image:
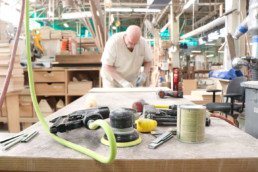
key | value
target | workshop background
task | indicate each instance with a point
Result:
(205, 63)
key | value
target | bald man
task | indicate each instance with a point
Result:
(123, 56)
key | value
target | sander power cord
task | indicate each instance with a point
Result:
(94, 125)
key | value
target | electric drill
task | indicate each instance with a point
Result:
(78, 119)
(175, 94)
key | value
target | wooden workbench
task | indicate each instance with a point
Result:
(225, 148)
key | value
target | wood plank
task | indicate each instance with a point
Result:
(221, 150)
(12, 103)
(126, 90)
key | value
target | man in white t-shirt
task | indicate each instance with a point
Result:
(123, 56)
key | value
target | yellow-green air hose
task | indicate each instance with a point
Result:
(94, 125)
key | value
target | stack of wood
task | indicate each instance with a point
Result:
(55, 34)
(45, 33)
(86, 58)
(68, 34)
(17, 79)
(85, 43)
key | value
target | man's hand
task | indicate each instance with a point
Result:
(125, 84)
(141, 79)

▸ **Exercise objective**
Should the entries hold any pictures, please omit those and print the remaining text exactly.

▸ **Answer area**
image:
key | value
target | workshop background
task | indicate each instance with a point
Result:
(205, 63)
key | value
target | bald man
task | indicate each instance with a point
Result:
(123, 56)
key | value
target | sander power cord
task | indicate each instance with a point
Result:
(94, 125)
key | value
target | electric drill
task | indicate each instance with a point
Result:
(78, 119)
(175, 94)
key | value
target | wooden workbench
task | indicate each instance with a point
Result:
(225, 148)
key | value
target | wood plank
task | indicate each instance with a point
Result:
(221, 150)
(12, 103)
(126, 90)
key | value
target | man in white t-shirt
task | indicate each instance with a point
Result:
(123, 56)
key | value
target | yellow-green air hose
task | indicate each instance with a point
Result:
(94, 125)
key | value
target | stack of wood
task | indicate each instance with a point
Result:
(55, 34)
(45, 33)
(86, 58)
(68, 34)
(17, 79)
(85, 43)
key | value
target | man's hand
task | indicate each instance with a point
Result:
(125, 84)
(141, 79)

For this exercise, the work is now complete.